*Exercise inputs*.
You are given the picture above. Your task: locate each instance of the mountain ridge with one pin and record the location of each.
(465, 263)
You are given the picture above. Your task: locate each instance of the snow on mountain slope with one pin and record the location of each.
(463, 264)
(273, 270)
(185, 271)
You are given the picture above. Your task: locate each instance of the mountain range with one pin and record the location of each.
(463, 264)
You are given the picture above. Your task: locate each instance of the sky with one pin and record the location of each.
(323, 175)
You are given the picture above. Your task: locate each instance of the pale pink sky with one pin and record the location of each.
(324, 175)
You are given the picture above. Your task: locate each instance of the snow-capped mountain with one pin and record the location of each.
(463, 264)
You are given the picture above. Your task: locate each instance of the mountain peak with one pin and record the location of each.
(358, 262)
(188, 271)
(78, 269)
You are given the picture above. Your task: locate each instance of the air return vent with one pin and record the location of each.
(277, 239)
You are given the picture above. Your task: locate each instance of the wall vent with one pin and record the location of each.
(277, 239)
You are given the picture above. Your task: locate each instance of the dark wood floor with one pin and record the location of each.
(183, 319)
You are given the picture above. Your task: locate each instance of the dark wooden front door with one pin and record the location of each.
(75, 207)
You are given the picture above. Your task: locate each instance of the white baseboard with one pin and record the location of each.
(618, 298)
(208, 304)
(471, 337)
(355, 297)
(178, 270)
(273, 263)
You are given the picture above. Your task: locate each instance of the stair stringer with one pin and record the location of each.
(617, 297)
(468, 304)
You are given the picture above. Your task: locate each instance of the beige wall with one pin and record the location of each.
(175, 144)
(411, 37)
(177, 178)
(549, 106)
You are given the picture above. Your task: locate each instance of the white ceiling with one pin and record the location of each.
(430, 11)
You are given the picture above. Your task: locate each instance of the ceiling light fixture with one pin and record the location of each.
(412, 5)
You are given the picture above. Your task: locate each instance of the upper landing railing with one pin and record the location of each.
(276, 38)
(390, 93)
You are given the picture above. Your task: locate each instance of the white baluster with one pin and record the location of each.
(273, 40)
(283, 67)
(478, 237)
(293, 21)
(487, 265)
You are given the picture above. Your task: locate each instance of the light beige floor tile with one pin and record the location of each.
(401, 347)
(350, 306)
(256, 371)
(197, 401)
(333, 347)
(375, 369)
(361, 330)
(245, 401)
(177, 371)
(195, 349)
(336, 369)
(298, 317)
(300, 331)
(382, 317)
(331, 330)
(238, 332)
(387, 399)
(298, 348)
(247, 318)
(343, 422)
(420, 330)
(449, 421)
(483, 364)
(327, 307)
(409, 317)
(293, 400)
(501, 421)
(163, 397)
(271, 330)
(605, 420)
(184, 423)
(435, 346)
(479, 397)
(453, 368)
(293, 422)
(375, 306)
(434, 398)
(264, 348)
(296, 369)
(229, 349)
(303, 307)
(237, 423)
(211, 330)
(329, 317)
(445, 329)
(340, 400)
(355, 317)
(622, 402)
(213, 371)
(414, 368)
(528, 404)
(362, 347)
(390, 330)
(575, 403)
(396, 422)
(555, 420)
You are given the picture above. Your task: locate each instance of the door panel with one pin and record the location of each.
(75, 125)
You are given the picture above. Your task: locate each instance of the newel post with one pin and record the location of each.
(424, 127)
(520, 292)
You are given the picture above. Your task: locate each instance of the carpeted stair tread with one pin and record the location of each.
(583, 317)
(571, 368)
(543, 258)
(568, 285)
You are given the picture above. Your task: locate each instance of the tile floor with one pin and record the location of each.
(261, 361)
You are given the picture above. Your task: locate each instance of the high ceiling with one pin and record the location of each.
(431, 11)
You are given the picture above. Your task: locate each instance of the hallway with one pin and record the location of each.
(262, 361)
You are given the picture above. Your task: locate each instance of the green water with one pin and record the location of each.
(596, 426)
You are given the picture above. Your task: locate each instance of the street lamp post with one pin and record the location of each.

*Goal of the exercise*. Line by line, reproduce the data exactly as given.

*Answer box*.
You are given the picture above. Your task: locate each instance of the mountain ridge with one pin and record the location of each.
(465, 263)
You are given the picture above. Your task: locate each instance of the snow on mountain slope with one pin and record the location of each.
(463, 264)
(273, 270)
(185, 271)
You are given the picture above. Your task: locate each instance of the mountain range with one pin and record the location of each.
(463, 264)
You are given the picture above. Your task: locate each instance of the sky with one pin and record the location of each.
(323, 175)
You are given the picture above. Your task: locate each instance of the pale pink sky with one pin and record the location of each.
(324, 175)
You are given the picture above. Your task: locate each instance of the snow-capped mountain with one pin and record the location of each.
(463, 264)
You are given the picture above. Your task: locate each instance of the mountain peak with one pin and record the location of each.
(358, 262)
(188, 271)
(78, 269)
You are given the picture above. Your task: locate each instance of the air return vent with one pin and record the location of each.
(277, 239)
You are given the picture above. Your task: locate each instance of the wall vent with one pin and record the location of each.
(277, 239)
You are given the picture above. Your task: locate each instance of the dark wood floor with one pin and record the location of each.
(183, 319)
You are given the picture above. Your task: locate each instance of the dark wooden front door with one pin and record the location of each.
(75, 207)
You are given the picture above. Your task: locate each instance of the white baseboard with one pin and record the location of each.
(618, 298)
(208, 304)
(471, 337)
(355, 297)
(178, 270)
(273, 263)
You are given the picture above. Your task: locate each instance of the stair stringer with one pin and record the location of each.
(617, 297)
(468, 304)
You are given the picture above. Your task: locate each instance of the beige wall with one pin and record the location of each.
(175, 144)
(411, 37)
(177, 178)
(549, 106)
You are given the picture above. Your task: locate each instance of the white ceiling with one pin and record the location of each.
(430, 11)
You are given the picture above. Your task: locate each instance of the ceiling light fixture with one pin and record the location of each.
(412, 5)
You are given the picture above. Your task: locate each instance of the upper landing railing with one pin and record the location of each.
(276, 38)
(390, 93)
You are given the picture above. Your task: locate each instance of the white baluster with one pin and record the location of each.
(273, 40)
(283, 67)
(478, 237)
(293, 21)
(487, 265)
You are given the picture above. Your task: locate each instance of the light beige floor tile with one pin and record the location of each.
(401, 347)
(350, 306)
(256, 371)
(197, 401)
(333, 347)
(375, 369)
(361, 330)
(245, 401)
(177, 371)
(195, 349)
(336, 369)
(298, 317)
(300, 331)
(382, 317)
(331, 330)
(238, 332)
(387, 399)
(298, 348)
(247, 318)
(343, 422)
(420, 330)
(449, 421)
(483, 364)
(327, 307)
(409, 317)
(293, 400)
(501, 421)
(163, 397)
(271, 330)
(605, 420)
(184, 423)
(435, 346)
(479, 397)
(453, 368)
(293, 422)
(375, 306)
(434, 398)
(264, 348)
(296, 369)
(229, 349)
(303, 307)
(237, 423)
(211, 330)
(329, 317)
(445, 329)
(340, 400)
(355, 317)
(622, 402)
(213, 371)
(414, 368)
(528, 404)
(362, 347)
(390, 330)
(575, 403)
(396, 422)
(555, 420)
You are given the picture above. Your task: locate each instance of the door panel with one pin and record the location of each.
(75, 125)
You are given the picture above. Your task: locate each instance of the newel post with one pin and record the location of each.
(424, 127)
(520, 292)
You are given the picture above. Your task: locate each instance of the carpeted stair tread with one pin and record the location of each.
(583, 317)
(571, 368)
(543, 258)
(568, 285)
You are given the picture above. Your task: locate each instance of the tile floor with one pin and record the location of each.
(261, 361)
You are given the picture above. Your task: locate each instance of the high ceiling with one pin and record the location of each.
(431, 11)
You are given the picture above. Your task: locate each instance of the hallway with one pin and record the location of each.
(262, 361)
You are given the picture above. Your task: locate each instance of the green water with one pin and record the location of each.
(596, 426)
You are given the picture above. Your task: locate each instance of the street lamp post with one pin and record the location of each.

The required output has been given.